* THE EXERCISE
Rewrite the items below, replacing "component" with "system" everywhere it occurs and leaving everything else unchanged.
____ INPUT RECORDS
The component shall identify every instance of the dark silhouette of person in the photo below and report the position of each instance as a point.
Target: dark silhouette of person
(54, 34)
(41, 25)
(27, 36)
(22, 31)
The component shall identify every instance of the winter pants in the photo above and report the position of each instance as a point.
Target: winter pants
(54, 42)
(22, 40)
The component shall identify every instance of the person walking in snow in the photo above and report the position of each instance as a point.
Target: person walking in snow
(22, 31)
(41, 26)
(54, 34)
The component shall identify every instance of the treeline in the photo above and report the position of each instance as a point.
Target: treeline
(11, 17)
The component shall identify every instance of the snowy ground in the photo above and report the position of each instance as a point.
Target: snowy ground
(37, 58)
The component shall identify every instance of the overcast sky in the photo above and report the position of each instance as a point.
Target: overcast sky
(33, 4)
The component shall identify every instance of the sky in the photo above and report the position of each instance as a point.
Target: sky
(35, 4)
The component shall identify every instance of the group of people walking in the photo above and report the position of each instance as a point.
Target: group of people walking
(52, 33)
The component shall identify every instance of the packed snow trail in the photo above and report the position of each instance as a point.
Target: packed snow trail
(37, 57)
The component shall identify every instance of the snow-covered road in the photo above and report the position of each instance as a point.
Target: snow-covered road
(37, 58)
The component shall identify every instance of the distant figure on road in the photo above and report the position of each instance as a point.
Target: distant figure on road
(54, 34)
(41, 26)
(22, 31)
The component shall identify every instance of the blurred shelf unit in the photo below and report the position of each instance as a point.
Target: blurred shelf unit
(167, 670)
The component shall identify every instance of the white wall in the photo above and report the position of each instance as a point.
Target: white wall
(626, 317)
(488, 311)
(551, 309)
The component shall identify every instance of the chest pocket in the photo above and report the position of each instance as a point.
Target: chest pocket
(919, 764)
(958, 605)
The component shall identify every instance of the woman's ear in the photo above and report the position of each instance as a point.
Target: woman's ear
________
* SOLUTION
The system shall identify every instance of the dark silhouette of person in the photo below and report the position of each instance as a point.
Target: dark silhouette of person
(54, 34)
(41, 25)
(27, 36)
(22, 31)
The system shall identify every instance of the winter pants in the photo above and report the position of each instance as a point.
Target: winter pants
(54, 42)
(22, 40)
The system shall identify every instance of the person walking in snow in the photo above and report the position of each instance as a point.
Target: person walking in snow
(22, 31)
(41, 26)
(54, 34)
The system shall identify every instance of the treeline in the photo above and report the position of each instance as a point.
Target: treeline
(11, 17)
The system shall identify every instance of the snowy ground in the photo above and report the position of each instance as a point.
Target: snowy ground
(37, 58)
The system shall identify every instance of the overcast sky in the photo above and report the position of each instance as a point.
Target: overcast sky
(33, 4)
The system shall identify every instance of the sky in the photo above and report the position of each instance as a point.
Target: sky
(35, 4)
The system shall identify every instance of the group of people walking in the photo above and report the position of each instance as a point.
Target: group of people walking
(52, 33)
The system shall identify every instance of the packed snow trail in the photo above and report the position of each instance as a point.
Target: packed snow trail
(37, 57)
The system shall identify every instance of the snow-covered road in the photo above and report the position of each instance as a point.
Target: snow-covered road
(37, 58)
The system shall identify every instance of the distant figure on road in the photo above and report the position of each instance as a point.
Target: distant figure on road
(54, 34)
(41, 26)
(22, 31)
The system shall identify every instance of the blurred shelf unit in the photo below and report the position of each instance as a point.
Target: blurred shelf unit
(167, 670)
The system shall identify every instance of the white wall in the photo above and report the position of each instance as a point.
Target: white wall
(626, 317)
(488, 311)
(551, 309)
The system shall identify every instance of the chest pocket in the photo above and report the position of each instance as a point.
Target: chest pocket
(919, 764)
(958, 605)
The system shall identify every instance of the woman's ear in the photo above and report the position of each instance as a point.
Target: woman's ear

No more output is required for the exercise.